## [ARTICLE]
Say I'm building a List<T> type wrapping a T[]. Say it gets instantiated with Dog!. The discipline of the methods on List<T> will likely ensure that no element in the array is ever accessed without having been assigned to at some point earlier. But no reasonable compile time analysis can ensure this.

Say that the same List<T> type has a TryGet method with an out parameter out T value. The method needs to definitely assign the out parameter. What value should it assign to value when T is Dog!?

One option here is to just not allow arrays of non-nullable reference types - people will have to use Dog[] instead of Dog![] and just check every time they get a value. Similarly, maybe we just shouldn't allow List<Dog!>. After all, even unconstrained type parameters allow default(T) and T[] today. Or we need to come up with an "anti-constraint" that is even more permissive than no constraint, where you can say that you take all type arguments - even nullable reference types.

Library compatibility

Think of a library method

public string GetName(Dog d);

In the light of this feature you might want to edit the API. It may throw on a null argument, so you want to annotate the parameter with a !:

public string GetName(Dog! d);

Depending on your conversion rules, this may or may not be a breaking change for a consumer of the libarary:

Dog dog = ...;
var name = GetName(dog);

If we use the "safe" rule that Dog doesn't implicitly convert to Dog!, this code will now turn into an error. The potential for that break would in turn mean that a responsible API owner would not be able to strengthen their API in this way, which is a shame.

Instead we could consider allowing an implicit conversion from Dog to Dog!. After all Dog is the "unsafe" type already, and when you can implicitly access members of it at the risk of a runtime exception, maybe you should be allowed to implicitly convert it to a non-nullable reference type at the risk of a runtime exception?

On the other end of the API there's also a problem. Assume that the method never returns null, it should be completely safe to add ! to the return type, right?

Not quite. Notice that the consumer stores the result in a var name. Does that now infer name to be string! instead of string? That would be breaking for the subsequent line I didn't tell you about, that does name = null;. Again, we may have to consider suboptimal rules for type inference in order to protect against breaks.

Miista commented 9 years ago

The way I see it Dog! dog = ...; simply means that dog can never be null. This doesn't mean that the fields of dog cannot be null. In other words public string GetName(Dog! d); can still return a string that is null. Like so:

    public string GetName(Dog! dog) { ... }

    Dog! dog = ...;
    var name = GetName(dog); // May return null

If you wanted to return a non-nullable string you would have to say that GetName returns string! instead.

## [JOBS]
A - From the discussion of non-nullable reference types, extract the passage that starts at "Dog dog = ...;" and ends at "a runtime exception?".
B - Give every declaration of the GetName method that appears in the discussion of non-nullable reference types, copying each signature as it is written.

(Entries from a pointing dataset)
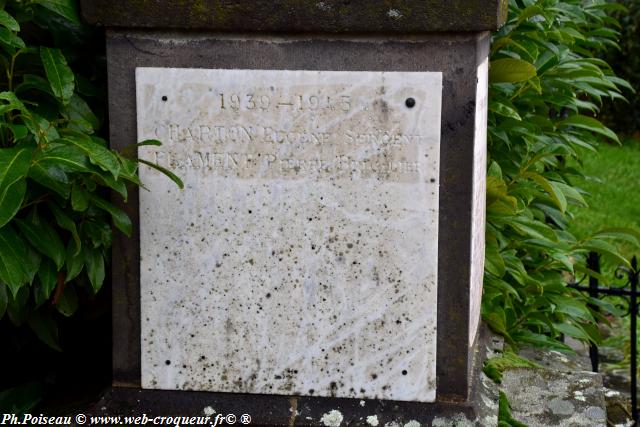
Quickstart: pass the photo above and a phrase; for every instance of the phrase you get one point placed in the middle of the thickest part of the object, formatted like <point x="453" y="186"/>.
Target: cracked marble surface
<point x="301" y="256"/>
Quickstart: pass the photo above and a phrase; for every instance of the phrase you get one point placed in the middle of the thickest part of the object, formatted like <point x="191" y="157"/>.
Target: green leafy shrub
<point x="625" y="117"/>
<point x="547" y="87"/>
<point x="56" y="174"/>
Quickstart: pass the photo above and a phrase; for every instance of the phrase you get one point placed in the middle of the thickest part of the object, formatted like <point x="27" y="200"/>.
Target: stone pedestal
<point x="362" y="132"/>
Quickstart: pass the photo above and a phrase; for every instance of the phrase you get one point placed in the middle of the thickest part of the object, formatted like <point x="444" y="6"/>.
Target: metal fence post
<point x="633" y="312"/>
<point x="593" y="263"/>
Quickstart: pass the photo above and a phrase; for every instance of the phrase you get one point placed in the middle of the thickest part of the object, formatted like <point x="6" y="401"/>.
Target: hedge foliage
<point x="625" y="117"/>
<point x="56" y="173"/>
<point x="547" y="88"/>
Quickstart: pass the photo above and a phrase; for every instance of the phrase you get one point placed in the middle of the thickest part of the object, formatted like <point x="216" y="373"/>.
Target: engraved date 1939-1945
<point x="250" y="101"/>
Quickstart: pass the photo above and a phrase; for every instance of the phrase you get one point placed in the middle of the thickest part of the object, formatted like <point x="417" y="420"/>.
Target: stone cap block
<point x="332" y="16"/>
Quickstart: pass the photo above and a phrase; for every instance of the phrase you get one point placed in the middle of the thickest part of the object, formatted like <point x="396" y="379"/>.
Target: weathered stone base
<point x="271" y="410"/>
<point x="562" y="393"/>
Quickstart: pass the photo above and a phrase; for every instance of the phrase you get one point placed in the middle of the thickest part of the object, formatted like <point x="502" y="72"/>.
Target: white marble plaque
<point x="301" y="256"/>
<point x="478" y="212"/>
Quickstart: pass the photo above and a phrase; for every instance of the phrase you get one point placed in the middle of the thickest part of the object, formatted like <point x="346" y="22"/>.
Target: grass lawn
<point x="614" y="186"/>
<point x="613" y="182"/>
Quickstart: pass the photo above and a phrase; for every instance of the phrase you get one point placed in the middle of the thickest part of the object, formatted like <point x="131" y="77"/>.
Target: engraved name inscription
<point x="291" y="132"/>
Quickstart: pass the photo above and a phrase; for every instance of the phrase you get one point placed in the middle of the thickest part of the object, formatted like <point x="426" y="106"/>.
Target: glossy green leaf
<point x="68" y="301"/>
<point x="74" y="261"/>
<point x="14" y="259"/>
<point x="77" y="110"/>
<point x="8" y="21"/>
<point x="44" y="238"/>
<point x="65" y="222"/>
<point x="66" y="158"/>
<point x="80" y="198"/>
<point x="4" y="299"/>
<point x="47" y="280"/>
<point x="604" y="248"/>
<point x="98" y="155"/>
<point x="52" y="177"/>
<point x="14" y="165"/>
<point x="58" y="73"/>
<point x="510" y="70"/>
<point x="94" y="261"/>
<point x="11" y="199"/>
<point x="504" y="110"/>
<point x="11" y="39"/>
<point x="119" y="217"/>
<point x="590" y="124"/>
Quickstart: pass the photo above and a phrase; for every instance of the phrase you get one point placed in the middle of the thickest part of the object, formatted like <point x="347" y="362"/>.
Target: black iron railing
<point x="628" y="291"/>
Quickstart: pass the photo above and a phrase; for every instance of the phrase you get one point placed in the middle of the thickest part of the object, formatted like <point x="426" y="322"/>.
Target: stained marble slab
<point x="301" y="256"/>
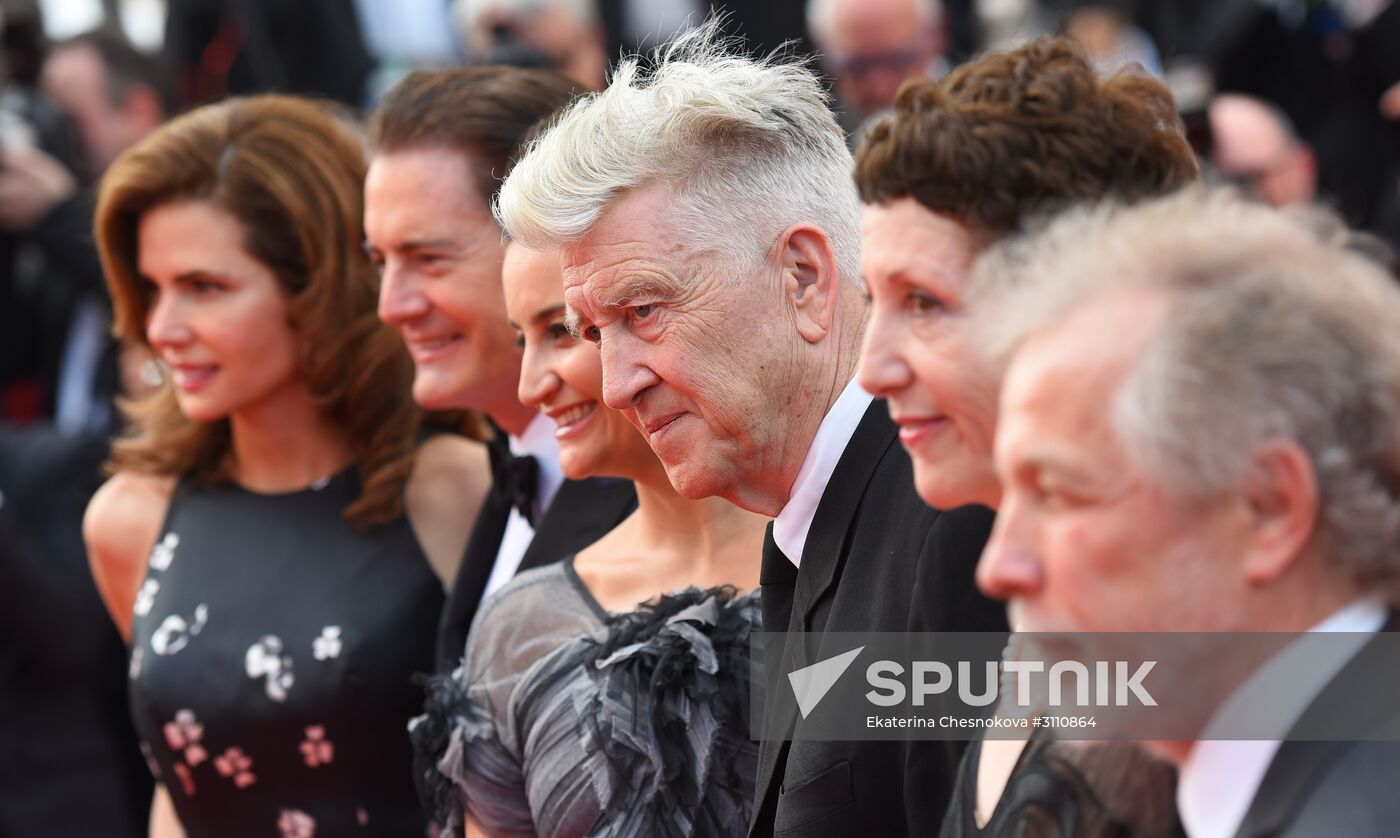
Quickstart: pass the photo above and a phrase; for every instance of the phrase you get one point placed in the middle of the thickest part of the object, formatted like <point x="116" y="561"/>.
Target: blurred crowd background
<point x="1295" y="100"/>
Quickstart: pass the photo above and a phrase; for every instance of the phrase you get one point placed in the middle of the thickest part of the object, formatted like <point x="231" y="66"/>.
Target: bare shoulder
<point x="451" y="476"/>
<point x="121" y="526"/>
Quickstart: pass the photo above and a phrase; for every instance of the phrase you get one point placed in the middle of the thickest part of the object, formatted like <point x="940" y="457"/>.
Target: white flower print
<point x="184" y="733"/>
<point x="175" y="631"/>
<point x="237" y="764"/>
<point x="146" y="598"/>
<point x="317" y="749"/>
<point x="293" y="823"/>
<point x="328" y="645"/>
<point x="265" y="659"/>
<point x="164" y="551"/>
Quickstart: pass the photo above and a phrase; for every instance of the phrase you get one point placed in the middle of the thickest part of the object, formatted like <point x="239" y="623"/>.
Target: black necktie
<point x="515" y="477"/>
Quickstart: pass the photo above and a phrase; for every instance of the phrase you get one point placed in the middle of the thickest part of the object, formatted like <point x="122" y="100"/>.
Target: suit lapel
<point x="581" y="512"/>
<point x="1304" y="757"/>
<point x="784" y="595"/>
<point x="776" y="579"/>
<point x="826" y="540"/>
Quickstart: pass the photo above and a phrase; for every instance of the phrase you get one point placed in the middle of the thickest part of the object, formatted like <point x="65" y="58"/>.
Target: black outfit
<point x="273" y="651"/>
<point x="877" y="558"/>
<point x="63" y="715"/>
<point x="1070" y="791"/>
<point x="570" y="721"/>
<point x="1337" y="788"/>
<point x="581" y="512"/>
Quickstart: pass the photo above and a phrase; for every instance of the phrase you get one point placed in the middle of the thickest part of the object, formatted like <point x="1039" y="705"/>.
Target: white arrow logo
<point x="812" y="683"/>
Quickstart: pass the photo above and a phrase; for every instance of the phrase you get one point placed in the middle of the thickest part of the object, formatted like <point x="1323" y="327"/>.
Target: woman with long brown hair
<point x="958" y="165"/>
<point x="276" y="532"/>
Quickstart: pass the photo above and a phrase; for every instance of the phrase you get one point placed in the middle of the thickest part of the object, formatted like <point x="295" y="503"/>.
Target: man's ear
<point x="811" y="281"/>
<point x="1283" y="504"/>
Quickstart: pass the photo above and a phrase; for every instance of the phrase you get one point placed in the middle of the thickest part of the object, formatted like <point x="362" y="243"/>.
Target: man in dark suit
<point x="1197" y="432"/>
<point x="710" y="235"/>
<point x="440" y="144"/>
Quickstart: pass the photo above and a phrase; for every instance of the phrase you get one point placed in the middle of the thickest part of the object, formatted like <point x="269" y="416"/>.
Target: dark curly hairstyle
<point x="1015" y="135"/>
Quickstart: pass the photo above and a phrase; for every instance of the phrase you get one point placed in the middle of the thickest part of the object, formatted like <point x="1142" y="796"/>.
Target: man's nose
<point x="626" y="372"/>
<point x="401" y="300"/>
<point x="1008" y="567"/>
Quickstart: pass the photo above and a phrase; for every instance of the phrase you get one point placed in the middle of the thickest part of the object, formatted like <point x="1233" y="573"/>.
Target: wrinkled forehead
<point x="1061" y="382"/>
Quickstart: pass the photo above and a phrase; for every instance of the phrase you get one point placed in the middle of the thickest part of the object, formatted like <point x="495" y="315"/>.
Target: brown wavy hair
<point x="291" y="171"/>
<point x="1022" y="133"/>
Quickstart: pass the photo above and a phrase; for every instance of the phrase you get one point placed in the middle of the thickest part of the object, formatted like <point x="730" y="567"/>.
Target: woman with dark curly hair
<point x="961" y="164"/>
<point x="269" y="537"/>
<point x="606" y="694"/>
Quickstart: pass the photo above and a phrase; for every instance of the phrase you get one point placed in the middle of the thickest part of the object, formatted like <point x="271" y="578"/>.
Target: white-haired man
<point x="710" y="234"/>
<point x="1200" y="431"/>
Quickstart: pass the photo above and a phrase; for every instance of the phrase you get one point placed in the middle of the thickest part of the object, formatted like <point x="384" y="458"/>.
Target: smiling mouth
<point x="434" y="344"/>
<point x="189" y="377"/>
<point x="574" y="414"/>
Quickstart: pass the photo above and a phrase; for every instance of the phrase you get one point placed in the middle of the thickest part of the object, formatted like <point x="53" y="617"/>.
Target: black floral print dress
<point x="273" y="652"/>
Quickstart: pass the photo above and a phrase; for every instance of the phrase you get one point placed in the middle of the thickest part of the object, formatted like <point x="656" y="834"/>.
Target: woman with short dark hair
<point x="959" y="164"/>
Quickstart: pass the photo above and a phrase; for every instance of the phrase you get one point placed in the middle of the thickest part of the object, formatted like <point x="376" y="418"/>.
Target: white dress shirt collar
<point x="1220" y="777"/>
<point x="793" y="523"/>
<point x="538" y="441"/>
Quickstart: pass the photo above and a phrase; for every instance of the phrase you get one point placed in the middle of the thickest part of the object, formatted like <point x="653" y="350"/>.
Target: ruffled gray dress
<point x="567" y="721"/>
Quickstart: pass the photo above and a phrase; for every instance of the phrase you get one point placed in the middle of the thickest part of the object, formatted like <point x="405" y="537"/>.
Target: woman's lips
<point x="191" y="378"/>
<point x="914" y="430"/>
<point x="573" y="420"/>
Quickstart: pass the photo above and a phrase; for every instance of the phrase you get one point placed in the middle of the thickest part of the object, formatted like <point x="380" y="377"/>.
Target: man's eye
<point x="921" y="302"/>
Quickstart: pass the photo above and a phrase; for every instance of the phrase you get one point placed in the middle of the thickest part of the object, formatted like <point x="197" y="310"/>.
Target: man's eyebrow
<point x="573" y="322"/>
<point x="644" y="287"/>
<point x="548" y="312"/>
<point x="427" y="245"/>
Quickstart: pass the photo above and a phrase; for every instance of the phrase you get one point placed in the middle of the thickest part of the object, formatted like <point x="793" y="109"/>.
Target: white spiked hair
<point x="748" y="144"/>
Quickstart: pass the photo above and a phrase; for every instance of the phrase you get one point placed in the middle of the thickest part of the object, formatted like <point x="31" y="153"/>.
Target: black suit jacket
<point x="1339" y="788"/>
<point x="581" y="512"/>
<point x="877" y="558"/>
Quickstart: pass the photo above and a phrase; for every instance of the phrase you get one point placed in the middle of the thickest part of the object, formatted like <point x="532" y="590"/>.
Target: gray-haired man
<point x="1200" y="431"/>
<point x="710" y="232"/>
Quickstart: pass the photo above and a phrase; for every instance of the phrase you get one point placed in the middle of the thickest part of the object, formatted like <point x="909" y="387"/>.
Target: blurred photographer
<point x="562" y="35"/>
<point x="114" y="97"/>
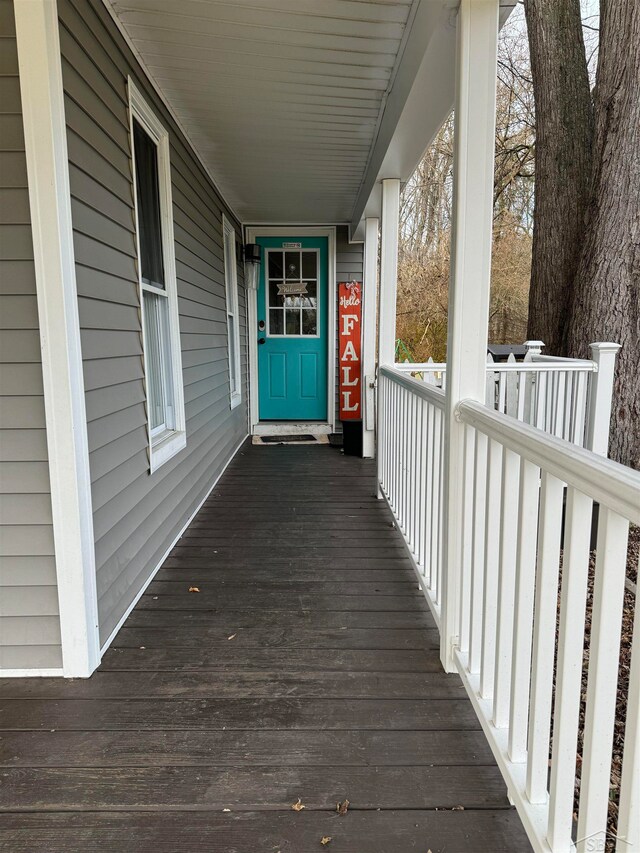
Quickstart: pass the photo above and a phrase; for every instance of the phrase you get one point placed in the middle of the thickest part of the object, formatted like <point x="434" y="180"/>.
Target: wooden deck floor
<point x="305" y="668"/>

## [SOLUTIONS FOR EACH TASK]
A -
Dog dog = ...;
var name = GetName(dog);

If we use the "safe" rule that Dog doesn't implicitly convert to Dog!, this code will now turn into an error. The potential for that break would in turn mean that a responsible API owner would not be able to strengthen their API in this way, which is a shame.

Instead we could consider allowing an implicit conversion from Dog to Dog!. After all Dog is the "unsafe" type already, and when you can implicitly access members of it at the risk of a runtime exception, maybe you should be allowed to implicitly convert it to a non-nullable reference type at the risk of a runtime exception?

B -
public string GetName(Dog d);
public string GetName(Dog! d);
public string GetName(Dog! dog) { ... }